Pull out and copy every line of the entries below that contains the word "eyeglasses", treating uppercase and lowercase letters as different.

Dataset entries =

>> Begin

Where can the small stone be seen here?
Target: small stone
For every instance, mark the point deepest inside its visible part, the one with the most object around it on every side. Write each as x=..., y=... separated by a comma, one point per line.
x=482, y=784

>> End
>> Begin

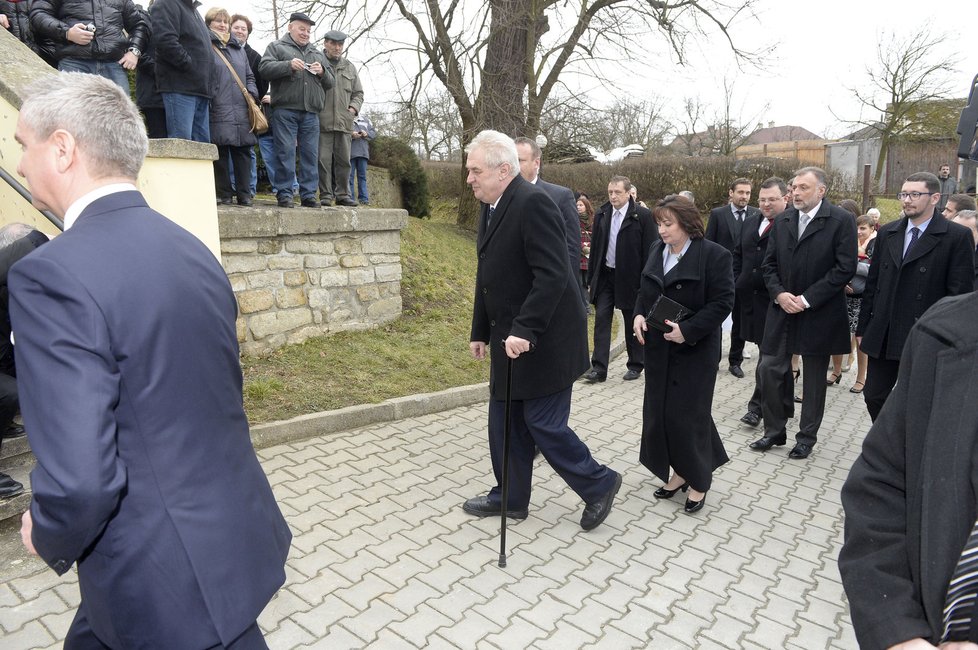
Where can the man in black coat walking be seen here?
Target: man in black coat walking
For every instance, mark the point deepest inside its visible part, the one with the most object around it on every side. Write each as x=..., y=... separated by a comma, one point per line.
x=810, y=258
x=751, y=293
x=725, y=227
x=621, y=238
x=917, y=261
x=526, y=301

>> End
>> Begin

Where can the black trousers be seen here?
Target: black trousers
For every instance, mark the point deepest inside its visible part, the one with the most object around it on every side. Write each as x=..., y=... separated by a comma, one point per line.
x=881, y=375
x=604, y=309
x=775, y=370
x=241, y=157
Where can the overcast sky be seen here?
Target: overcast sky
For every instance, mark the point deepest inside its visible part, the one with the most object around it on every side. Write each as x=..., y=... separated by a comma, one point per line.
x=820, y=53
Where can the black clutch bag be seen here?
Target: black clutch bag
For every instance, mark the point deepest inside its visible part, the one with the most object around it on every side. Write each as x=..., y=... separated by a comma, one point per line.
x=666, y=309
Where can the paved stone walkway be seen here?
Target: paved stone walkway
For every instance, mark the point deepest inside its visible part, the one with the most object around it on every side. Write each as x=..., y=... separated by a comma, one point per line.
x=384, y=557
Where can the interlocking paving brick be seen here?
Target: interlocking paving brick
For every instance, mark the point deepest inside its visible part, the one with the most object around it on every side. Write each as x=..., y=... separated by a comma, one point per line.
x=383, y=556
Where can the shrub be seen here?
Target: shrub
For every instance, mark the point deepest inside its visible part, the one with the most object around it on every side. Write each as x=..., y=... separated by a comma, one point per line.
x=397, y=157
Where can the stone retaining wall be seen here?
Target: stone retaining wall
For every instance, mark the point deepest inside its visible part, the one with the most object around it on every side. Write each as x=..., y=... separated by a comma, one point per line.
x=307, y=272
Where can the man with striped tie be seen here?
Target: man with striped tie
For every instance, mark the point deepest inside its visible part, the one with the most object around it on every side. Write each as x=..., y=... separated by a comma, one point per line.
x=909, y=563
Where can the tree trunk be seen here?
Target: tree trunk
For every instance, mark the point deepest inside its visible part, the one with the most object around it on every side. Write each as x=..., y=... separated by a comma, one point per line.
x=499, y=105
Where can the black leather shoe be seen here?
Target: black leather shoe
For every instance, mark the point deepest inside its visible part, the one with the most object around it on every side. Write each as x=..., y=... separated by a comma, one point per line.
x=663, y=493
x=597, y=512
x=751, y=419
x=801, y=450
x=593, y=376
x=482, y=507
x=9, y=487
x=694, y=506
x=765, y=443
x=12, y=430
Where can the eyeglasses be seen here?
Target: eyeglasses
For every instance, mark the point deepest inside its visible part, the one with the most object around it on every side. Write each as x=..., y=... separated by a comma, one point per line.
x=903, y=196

>> End

Exercise solution =
Where can the eyeglasses be seen here?
Target: eyeglasses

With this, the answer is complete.